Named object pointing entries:

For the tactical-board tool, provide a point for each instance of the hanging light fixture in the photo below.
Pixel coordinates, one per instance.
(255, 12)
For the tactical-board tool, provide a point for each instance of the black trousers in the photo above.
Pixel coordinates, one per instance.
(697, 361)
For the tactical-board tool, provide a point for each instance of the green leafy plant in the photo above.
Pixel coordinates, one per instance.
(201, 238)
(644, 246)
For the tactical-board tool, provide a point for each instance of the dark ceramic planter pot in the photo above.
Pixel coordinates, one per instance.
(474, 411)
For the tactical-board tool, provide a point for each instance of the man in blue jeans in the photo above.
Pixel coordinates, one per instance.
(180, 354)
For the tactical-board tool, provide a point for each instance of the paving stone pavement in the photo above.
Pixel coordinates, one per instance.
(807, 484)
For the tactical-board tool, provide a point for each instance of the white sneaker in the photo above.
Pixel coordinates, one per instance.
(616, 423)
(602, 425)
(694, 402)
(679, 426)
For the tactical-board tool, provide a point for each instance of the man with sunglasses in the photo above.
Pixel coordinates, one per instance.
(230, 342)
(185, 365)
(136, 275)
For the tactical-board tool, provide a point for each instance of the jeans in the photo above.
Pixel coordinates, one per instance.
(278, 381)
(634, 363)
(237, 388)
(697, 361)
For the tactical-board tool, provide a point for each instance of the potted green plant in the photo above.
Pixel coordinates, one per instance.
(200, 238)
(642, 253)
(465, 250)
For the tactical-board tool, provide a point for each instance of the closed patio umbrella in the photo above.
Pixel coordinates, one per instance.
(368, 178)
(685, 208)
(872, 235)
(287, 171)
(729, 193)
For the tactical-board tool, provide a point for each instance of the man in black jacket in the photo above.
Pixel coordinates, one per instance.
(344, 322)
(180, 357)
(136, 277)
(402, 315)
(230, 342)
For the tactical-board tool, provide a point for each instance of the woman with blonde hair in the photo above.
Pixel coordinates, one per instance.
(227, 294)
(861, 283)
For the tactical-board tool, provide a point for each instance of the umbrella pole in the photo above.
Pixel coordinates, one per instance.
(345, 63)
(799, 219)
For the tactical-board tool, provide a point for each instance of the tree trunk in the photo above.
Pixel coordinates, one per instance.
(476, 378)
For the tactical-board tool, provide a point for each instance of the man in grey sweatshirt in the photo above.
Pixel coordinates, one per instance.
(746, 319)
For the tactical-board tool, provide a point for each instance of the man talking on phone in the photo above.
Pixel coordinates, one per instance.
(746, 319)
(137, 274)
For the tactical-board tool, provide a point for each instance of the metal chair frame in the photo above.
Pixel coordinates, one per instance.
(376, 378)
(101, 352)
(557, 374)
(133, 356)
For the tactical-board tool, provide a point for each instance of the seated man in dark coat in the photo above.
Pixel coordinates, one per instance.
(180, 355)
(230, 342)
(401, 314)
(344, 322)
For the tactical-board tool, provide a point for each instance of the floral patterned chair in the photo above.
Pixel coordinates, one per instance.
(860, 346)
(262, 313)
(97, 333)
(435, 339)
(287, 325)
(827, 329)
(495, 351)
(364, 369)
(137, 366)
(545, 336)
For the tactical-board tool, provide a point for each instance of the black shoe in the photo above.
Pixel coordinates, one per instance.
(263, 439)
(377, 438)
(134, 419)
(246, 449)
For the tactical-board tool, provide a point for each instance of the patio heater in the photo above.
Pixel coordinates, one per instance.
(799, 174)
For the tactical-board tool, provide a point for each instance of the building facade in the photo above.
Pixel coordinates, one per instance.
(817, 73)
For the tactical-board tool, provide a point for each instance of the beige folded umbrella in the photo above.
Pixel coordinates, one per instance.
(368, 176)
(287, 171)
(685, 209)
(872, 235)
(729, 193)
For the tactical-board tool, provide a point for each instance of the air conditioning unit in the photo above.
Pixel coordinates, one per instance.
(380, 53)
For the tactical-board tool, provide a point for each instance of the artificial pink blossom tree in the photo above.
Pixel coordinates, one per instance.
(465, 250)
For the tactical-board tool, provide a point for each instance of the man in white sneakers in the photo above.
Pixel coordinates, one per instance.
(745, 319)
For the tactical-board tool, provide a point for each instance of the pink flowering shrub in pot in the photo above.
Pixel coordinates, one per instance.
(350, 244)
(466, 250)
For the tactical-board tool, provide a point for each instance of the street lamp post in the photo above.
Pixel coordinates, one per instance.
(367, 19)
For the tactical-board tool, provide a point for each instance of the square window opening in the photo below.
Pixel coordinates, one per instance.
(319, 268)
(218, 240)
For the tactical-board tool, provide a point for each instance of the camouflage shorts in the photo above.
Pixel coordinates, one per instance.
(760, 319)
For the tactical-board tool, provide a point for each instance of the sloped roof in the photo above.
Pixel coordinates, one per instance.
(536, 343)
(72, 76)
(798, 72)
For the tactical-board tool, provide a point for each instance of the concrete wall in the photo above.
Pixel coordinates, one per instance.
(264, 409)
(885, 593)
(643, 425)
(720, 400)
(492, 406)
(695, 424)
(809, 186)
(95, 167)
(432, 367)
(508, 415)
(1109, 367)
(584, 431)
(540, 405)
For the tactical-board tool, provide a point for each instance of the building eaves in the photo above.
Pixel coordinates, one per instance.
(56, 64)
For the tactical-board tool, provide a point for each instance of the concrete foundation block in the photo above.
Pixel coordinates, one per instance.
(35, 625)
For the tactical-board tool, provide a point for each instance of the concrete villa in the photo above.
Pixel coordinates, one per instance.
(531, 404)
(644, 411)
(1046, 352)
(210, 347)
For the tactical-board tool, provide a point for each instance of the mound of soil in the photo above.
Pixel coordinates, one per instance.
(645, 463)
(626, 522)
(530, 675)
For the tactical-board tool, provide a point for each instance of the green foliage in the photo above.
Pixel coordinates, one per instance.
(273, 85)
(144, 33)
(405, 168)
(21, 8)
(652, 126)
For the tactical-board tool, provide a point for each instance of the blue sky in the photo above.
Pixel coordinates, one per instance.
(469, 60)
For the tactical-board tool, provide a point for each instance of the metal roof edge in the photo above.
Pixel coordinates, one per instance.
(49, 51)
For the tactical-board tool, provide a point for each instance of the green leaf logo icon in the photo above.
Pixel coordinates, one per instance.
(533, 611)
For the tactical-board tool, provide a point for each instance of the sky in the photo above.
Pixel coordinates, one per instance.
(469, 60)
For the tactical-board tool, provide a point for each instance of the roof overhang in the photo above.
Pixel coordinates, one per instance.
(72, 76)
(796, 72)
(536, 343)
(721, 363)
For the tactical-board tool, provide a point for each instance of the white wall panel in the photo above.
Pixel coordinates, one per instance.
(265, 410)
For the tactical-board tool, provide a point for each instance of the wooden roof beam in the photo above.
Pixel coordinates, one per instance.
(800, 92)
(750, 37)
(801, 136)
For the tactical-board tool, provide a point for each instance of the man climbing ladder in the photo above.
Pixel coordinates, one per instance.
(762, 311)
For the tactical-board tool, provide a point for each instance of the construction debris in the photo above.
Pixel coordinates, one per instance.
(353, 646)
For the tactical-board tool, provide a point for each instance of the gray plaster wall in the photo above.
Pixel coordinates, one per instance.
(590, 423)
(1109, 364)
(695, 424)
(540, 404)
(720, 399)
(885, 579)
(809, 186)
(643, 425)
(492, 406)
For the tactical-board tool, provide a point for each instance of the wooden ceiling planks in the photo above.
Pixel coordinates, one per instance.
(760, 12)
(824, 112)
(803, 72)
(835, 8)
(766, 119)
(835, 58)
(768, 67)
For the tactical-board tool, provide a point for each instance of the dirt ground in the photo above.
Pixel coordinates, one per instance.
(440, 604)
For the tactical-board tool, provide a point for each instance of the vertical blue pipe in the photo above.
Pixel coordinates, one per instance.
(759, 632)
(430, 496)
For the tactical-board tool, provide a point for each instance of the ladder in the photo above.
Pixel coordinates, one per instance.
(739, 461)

> [TASK TO CARRY OUT]: Your output consists solely of the lines from the one with "ground in the photo above." through the last line, copied exactly.

> [RESPONSE TO THIS TASK]:
For the tactical-board tool, provide a point for each instance of the dirt ground in the photo above.
Pixel coordinates, one per instance.
(440, 604)
For the tactical-board tool, provide a point for each instance of the vertical blue pipe in the photo above.
Pixel coordinates, one per instance.
(759, 632)
(430, 496)
For the tactical-board tool, provide a point for each instance of the ladder in the photo above.
Pixel coordinates, one per instance.
(739, 461)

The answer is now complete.